- Task 1 -
According to the comics news roundup, which issue of which publication does Greg Baldino review, and on what site?
- Task 2 -
List every person named by full name in the comics news roundup.
- Task 3 -
For each statement, say whether it agrees with the comics news roundup, and quote the words that decide it: (a) After working at the East Village Other, Kim decides to head east. (b) Deitch says that drug taking peaks in this chapter. (c) Tim O'Neil's examination of how Cerebus is read today is presented as complete in a single post.

- Page extract -
*** Block opens ***

3. There also seems to be something of an online revival of Cerebus talk as well, as indicated in this Journal as well as by writers such as Tim Callahan. The Hurting's Tim O'Neil has now entered the arena with the first part of what looks to be a long examination of how Cerebus is read today.

4. Greg Baldino reviews issue 301 of The Comics Journal over at Bleeding Cool.

5. In a must-read blog post, Eddie Campbell responds to a claim in a review of his work in TCJ 301. The reviewer claims that he could spot where Campbell relied on assistants in Alec. [UPDATE: Please see the comments at that post for an explanation of the error.]

6. Finally, wunderkind Matt Seneca has some thoughts on the new publishing initiative at DC Comics.

We’ll Wear White as Long as We Want

Kim Deitch is back with another installment of his memoir via music. It is now the late '60s, the underground era is in full swing, and after working at the East Village Other for a while, Kim decides to head west. A disclaimer:

Before resuming I should say this: Drug taking, by myself and others, really peaks in this chapter. It isn’t something I’m proud of or a thing I endorse. But it is the way it all happened.

*** Block closes ***

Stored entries
*** Block opens ***

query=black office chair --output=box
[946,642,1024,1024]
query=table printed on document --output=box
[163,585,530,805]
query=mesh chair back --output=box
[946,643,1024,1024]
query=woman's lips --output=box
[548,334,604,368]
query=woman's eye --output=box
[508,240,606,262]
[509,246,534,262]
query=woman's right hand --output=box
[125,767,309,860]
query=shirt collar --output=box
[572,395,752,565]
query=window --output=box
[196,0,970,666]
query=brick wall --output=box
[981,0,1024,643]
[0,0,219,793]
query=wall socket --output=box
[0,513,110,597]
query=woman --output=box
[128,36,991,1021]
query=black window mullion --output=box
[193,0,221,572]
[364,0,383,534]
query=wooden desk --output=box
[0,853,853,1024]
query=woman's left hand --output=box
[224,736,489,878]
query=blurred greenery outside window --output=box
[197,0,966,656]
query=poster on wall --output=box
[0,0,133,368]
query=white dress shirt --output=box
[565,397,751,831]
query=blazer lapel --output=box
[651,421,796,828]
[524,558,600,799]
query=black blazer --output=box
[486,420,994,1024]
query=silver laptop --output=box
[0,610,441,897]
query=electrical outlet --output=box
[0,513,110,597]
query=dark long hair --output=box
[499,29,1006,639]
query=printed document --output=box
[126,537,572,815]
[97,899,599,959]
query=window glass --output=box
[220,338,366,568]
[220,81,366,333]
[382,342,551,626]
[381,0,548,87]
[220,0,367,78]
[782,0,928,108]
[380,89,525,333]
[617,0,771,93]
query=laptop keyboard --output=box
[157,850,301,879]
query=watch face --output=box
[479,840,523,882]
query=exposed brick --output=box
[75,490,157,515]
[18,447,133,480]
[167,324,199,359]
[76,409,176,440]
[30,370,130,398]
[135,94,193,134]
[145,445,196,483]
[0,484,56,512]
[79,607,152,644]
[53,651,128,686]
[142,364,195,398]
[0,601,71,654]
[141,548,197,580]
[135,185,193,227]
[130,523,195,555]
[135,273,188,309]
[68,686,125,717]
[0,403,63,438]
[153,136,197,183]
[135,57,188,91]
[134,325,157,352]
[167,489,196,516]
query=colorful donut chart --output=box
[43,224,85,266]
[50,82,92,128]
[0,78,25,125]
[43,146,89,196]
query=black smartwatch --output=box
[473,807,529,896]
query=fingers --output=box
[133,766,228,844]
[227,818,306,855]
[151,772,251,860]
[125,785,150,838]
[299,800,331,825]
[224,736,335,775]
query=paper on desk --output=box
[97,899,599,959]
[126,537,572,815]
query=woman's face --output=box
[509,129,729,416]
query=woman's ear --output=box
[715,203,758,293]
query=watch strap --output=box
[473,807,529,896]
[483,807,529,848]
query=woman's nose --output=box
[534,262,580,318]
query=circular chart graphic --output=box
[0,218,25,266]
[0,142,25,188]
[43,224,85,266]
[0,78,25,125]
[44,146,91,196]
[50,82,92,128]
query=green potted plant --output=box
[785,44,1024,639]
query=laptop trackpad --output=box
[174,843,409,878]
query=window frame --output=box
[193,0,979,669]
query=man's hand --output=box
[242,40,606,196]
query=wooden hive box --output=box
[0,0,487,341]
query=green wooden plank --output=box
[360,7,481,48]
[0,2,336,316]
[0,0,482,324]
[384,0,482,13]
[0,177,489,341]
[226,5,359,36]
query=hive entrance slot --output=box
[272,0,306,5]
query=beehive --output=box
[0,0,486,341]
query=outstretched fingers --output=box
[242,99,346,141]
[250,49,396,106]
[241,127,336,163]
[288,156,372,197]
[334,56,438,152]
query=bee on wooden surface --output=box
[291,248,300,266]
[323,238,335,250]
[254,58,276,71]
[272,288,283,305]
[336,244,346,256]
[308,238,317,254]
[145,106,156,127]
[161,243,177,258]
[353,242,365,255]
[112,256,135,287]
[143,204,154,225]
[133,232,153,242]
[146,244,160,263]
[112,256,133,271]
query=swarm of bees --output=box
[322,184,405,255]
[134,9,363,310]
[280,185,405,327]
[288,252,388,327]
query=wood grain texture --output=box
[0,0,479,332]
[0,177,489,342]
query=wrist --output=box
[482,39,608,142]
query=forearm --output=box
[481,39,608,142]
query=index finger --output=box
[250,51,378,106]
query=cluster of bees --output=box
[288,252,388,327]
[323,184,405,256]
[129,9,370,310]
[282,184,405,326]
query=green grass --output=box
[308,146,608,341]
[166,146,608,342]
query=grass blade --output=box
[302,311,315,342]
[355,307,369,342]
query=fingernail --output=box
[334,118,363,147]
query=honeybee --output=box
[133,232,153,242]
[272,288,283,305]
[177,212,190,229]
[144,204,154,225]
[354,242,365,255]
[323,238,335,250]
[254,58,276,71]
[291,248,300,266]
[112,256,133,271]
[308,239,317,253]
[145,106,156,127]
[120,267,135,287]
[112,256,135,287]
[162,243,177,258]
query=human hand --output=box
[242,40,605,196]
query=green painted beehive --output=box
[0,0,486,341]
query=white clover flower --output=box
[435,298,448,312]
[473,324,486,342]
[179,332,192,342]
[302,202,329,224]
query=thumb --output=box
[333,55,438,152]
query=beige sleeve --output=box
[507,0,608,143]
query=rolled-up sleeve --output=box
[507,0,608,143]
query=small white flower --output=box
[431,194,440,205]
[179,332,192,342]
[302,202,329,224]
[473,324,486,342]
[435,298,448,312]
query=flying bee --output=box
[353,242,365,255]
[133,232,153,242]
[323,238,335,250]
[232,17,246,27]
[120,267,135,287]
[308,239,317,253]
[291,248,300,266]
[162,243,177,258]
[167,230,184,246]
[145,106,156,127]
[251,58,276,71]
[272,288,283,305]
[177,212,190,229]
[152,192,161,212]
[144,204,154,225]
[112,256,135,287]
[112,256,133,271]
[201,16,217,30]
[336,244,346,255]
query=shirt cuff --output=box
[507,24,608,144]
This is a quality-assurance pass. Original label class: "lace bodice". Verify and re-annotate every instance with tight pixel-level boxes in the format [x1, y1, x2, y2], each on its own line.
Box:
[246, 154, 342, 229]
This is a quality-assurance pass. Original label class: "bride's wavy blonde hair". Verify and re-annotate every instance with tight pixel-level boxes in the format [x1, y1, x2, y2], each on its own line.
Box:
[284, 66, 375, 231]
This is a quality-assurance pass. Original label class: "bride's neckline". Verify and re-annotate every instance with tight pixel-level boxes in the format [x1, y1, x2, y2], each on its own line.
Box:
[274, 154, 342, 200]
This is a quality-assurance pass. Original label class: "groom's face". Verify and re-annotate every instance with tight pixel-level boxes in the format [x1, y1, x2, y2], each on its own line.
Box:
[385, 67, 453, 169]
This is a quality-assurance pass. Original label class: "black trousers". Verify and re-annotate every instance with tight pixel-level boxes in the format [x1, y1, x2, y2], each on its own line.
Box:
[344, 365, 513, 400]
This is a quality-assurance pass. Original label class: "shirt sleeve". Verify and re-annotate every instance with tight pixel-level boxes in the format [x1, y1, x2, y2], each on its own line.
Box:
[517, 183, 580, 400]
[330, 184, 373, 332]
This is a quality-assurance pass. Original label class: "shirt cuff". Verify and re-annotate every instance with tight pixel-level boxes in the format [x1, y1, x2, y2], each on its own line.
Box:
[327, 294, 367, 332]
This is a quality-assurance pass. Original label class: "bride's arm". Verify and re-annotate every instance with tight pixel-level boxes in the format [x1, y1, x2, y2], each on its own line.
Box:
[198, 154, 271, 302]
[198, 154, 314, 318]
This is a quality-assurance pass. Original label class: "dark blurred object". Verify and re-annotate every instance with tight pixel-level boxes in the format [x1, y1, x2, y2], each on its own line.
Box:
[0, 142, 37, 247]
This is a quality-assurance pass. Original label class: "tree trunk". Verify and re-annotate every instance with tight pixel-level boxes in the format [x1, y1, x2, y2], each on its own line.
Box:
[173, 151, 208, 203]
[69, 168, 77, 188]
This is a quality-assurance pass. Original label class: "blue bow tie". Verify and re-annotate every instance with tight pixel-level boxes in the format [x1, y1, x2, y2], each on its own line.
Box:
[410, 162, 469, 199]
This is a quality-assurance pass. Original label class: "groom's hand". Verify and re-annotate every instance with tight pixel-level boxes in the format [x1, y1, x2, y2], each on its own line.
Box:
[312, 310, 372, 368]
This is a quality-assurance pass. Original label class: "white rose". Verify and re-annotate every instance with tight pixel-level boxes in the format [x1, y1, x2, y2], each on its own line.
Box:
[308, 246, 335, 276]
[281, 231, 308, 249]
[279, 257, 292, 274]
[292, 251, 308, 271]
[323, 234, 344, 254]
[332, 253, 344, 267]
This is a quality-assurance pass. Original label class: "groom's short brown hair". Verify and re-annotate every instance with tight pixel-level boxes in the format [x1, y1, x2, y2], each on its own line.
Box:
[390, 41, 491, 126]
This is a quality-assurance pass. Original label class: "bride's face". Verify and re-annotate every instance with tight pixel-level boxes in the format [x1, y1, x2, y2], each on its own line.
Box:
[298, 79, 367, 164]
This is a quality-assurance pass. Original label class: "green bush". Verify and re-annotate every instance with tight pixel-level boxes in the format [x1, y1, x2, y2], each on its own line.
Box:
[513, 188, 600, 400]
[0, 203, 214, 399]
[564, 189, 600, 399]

*** Block closes ***

- Task solution 1 -
He reviews issue 301 of The Comics Journal at Bleeding Cool.

- Task solution 2 -
Tim Callahan, Tim O'Neil, Greg Baldino, Eddie Campbell, Matt Seneca, Kim Deitch

- Task solution 3 -
(a) No: "Kim decides to head west."
(b) Yes: "Drug taking, by myself and others, really peaks in this chapter."
(c) No: "the first part of what looks to be a long examination"